+++ TEXTO BASE

Por su parte, Mis hermanos sueñan despiertos cuenta la historia de Ángel y de su hermano menor, el “Pulga”, quienes están recluidos en un Centro de Detención Juvenil del SENAME, donde pasan los días soportando la vida carcelaria y soñando con su libertad. A pesar del lugar en el que están, hay espacios para reírse y para soñar gracias al cariño y amistad que comparten con los demás jóvenes del centro. Esto se logra mediante una fotografía muy cuidada que no teme en buscar belleza en medio del horror y mediante un guion abundante en diálogos que permite a sus personajes desplegarse. Esta dedicación es uno de los logros más distintivos de esta película, donde el cariño de la directora y del elenco por sus personajes es evidente en su intención de darles una voz íntima y sincera, mostrando sus heridas y sueños, sin buscar ningún tipo de falsa inocencia o ingenuidad. El casting es certero y cuando más brilla el elenco es en su conjunto, desplegándose como una comunidad que sirve de refugio tanto a los personajes y al espectador. Estos atisbos de esperanza contrastan brutalmente con la tragedia que de fondo se despliega, ya que en última instancia tanto los personajes como los espectadores sabemos que los límites a la libertad y la imaginación están finalmente definidos por los cercos del SENAME y sobre todo por los muros simbólicos que la sociedad ha erigido a través de ellos. Entrando en la intimidad de estos jóvenes presos y escuchando sus voces, esta película ofrece un conmovedor vistazo a la juventud robada en un mundo donde la violencia estructural se impone.

++++++
+++ DATOS

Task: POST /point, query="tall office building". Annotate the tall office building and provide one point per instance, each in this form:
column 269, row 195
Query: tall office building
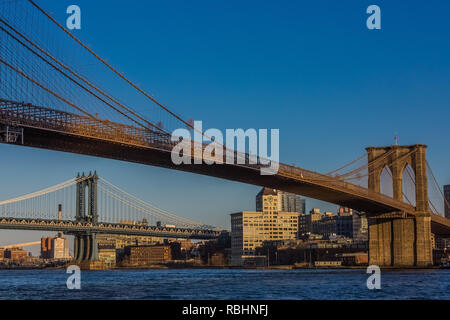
column 250, row 229
column 287, row 202
column 447, row 202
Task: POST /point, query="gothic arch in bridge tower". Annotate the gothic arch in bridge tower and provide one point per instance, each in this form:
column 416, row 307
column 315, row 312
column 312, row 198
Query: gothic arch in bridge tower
column 400, row 239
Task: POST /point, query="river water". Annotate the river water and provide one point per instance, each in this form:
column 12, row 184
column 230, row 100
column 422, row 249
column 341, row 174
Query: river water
column 225, row 284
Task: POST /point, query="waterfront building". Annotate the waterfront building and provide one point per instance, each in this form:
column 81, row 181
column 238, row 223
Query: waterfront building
column 447, row 201
column 313, row 219
column 286, row 202
column 121, row 241
column 55, row 247
column 347, row 223
column 146, row 255
column 250, row 229
column 15, row 254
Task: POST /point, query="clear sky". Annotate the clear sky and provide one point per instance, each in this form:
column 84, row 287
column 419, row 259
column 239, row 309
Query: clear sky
column 310, row 68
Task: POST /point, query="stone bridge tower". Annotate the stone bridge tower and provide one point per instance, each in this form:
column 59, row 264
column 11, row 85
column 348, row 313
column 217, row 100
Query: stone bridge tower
column 85, row 245
column 400, row 239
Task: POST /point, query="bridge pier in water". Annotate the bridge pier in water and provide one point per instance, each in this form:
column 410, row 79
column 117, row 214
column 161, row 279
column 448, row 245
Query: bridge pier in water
column 85, row 244
column 399, row 239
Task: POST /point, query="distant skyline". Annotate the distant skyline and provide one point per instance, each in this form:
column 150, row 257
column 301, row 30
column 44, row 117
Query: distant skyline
column 312, row 70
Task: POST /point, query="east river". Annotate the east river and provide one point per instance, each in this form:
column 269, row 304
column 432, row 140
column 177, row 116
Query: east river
column 225, row 284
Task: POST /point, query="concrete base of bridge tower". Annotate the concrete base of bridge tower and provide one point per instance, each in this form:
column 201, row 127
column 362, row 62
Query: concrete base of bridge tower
column 400, row 242
column 91, row 265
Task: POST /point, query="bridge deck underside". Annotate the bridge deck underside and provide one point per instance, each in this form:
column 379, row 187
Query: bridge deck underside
column 40, row 138
column 160, row 156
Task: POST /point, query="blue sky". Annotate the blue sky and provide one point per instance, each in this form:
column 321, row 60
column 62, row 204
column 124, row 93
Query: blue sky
column 310, row 68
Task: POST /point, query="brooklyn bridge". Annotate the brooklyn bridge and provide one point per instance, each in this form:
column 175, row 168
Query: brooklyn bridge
column 49, row 100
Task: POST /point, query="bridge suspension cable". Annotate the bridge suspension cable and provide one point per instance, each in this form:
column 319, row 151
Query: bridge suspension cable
column 114, row 205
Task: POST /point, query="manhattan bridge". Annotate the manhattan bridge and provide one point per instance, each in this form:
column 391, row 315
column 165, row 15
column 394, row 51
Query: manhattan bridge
column 58, row 93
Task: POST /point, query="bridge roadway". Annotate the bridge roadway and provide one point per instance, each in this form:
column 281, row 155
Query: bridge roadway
column 72, row 227
column 57, row 130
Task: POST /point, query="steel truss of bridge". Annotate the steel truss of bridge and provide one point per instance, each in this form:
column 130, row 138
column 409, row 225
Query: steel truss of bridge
column 73, row 227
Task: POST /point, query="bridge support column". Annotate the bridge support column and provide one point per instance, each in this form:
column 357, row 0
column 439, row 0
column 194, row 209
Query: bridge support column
column 400, row 242
column 380, row 242
column 85, row 247
column 424, row 251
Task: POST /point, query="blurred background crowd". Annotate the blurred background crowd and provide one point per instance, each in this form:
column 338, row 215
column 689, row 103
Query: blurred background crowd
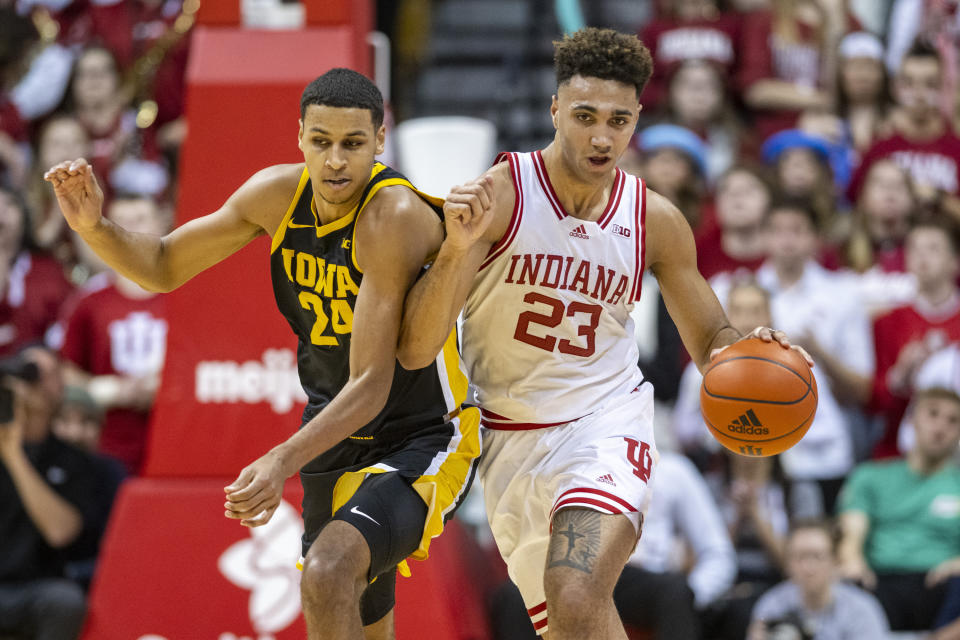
column 812, row 146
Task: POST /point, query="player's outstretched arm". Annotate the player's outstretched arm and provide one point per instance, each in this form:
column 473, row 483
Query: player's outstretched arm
column 395, row 235
column 476, row 215
column 164, row 263
column 693, row 306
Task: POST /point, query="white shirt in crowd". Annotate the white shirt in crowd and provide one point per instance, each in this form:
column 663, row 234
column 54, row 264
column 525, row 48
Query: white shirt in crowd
column 683, row 514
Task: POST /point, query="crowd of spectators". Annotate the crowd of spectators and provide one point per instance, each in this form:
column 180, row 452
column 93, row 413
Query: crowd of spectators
column 101, row 79
column 812, row 147
column 817, row 164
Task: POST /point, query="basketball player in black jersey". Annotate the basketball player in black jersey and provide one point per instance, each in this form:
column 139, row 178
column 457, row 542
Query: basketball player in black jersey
column 385, row 454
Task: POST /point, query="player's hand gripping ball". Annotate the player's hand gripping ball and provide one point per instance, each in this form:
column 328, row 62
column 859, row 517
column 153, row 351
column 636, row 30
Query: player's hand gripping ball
column 758, row 398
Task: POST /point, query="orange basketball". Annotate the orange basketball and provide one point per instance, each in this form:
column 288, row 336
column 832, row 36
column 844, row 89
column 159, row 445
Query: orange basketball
column 758, row 398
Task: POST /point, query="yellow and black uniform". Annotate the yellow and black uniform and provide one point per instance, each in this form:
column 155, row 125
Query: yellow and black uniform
column 424, row 435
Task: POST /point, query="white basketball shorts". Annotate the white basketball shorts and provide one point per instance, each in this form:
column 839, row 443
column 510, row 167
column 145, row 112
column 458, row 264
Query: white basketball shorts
column 603, row 461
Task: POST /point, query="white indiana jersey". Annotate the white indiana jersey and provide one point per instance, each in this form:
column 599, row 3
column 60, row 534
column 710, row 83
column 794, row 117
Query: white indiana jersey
column 547, row 333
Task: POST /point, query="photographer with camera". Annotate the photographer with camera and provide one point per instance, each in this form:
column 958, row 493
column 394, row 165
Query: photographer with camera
column 50, row 513
column 813, row 604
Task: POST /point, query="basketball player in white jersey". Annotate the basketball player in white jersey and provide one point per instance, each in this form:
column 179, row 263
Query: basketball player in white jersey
column 547, row 250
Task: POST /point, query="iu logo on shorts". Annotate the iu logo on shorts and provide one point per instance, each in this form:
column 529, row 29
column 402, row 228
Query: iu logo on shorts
column 638, row 454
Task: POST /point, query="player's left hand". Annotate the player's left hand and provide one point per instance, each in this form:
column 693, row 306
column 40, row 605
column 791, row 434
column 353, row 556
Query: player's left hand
column 768, row 334
column 257, row 492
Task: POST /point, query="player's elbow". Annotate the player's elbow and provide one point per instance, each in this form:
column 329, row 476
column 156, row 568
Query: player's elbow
column 415, row 356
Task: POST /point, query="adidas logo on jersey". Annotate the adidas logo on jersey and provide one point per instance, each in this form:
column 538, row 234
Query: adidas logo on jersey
column 580, row 232
column 747, row 423
column 607, row 479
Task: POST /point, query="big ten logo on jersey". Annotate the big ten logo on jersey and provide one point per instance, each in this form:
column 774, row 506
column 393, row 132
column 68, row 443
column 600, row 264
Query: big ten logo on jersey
column 558, row 272
column 327, row 287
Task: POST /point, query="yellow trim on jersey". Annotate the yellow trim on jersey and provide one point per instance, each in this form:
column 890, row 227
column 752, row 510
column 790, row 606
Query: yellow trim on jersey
column 282, row 229
column 441, row 490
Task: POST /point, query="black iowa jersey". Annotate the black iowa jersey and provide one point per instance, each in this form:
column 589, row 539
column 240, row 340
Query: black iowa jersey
column 315, row 281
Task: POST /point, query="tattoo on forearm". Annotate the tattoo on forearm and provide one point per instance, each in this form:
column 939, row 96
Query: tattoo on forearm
column 575, row 541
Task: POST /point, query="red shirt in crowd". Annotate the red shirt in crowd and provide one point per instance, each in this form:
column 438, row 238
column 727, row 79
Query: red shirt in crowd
column 34, row 292
column 934, row 162
column 891, row 333
column 129, row 29
column 767, row 56
column 108, row 333
column 712, row 259
column 673, row 41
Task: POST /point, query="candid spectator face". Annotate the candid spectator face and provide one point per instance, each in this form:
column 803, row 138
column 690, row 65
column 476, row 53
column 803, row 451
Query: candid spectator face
column 78, row 426
column 696, row 93
column 936, row 420
column 791, row 237
column 748, row 307
column 96, row 80
column 930, row 257
column 667, row 170
column 886, row 201
column 810, row 559
column 139, row 215
column 12, row 221
column 62, row 138
column 861, row 80
column 42, row 398
column 917, row 87
column 798, row 171
column 742, row 200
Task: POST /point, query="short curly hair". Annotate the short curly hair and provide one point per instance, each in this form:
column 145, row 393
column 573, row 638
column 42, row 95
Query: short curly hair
column 604, row 54
column 344, row 88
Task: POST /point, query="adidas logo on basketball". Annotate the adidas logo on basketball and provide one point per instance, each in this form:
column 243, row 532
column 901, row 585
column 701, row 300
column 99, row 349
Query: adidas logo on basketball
column 607, row 479
column 580, row 232
column 748, row 423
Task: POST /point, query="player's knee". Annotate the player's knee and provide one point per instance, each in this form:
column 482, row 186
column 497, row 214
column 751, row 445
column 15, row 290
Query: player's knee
column 572, row 600
column 328, row 576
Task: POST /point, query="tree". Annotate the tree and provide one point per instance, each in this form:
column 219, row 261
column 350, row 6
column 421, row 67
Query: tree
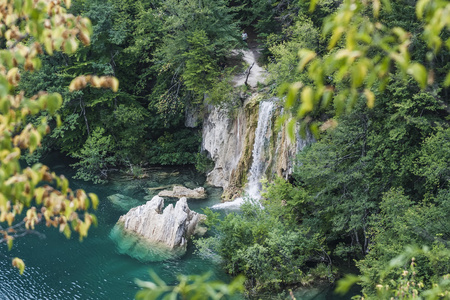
column 28, row 28
column 366, row 46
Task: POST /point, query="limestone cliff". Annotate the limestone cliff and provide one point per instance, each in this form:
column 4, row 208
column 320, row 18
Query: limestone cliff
column 233, row 141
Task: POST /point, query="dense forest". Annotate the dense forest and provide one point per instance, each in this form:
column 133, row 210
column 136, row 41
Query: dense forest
column 371, row 195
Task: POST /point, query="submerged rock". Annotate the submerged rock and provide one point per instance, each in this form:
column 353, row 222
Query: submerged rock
column 123, row 202
column 181, row 192
column 151, row 233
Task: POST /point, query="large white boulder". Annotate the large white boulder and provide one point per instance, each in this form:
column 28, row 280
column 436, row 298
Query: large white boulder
column 164, row 230
column 181, row 192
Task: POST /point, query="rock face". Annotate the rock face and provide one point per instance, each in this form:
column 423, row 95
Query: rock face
column 183, row 192
column 230, row 143
column 224, row 139
column 167, row 229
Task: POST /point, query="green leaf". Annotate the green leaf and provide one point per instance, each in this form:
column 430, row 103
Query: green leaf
column 344, row 285
column 312, row 5
column 447, row 80
column 94, row 199
column 290, row 128
column 305, row 57
column 420, row 6
column 292, row 94
column 307, row 105
column 419, row 73
column 10, row 243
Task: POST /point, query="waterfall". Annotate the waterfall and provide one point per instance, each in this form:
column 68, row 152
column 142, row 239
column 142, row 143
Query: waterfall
column 258, row 167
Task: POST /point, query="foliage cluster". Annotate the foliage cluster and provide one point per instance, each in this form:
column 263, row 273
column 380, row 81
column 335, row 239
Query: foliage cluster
column 372, row 85
column 167, row 56
column 31, row 195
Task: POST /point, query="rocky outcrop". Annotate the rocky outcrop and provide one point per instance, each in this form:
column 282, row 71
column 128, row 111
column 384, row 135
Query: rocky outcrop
column 168, row 229
column 230, row 140
column 181, row 191
column 226, row 138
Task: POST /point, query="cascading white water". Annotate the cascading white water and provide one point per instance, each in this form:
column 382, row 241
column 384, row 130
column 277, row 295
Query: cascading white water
column 258, row 167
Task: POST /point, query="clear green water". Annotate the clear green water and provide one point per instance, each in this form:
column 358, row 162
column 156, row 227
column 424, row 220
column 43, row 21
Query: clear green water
column 58, row 268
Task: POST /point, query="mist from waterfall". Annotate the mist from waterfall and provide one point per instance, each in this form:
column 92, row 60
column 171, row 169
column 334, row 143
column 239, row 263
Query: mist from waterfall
column 253, row 190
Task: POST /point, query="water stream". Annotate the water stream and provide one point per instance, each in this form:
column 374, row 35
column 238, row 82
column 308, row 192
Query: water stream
column 259, row 164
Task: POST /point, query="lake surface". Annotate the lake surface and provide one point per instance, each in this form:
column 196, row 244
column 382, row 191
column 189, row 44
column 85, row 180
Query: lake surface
column 60, row 268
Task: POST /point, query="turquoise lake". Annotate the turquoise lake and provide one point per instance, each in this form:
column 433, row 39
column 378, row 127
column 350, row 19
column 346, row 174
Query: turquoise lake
column 60, row 268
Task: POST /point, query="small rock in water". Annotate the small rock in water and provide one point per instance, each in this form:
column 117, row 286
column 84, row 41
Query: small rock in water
column 181, row 192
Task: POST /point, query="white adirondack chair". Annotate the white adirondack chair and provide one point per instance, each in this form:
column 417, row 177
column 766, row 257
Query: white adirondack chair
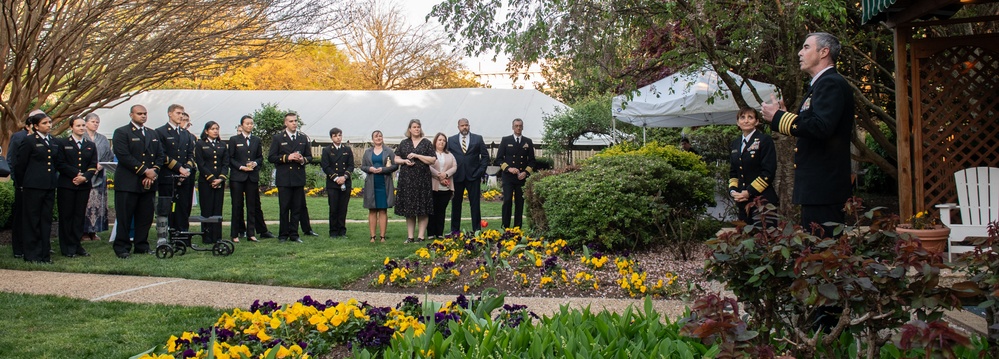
column 978, row 200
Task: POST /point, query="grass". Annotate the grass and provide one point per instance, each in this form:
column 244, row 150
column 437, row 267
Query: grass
column 46, row 326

++++++

Según el texto sobre Mis hermanos sueñan despiertos, ¿dónde están recluidos Ángel y su hermano menor? Estos datos provienen de otra fuente.

**RESPUESTA**
En un Centro de Detención Juvenil del SENAME.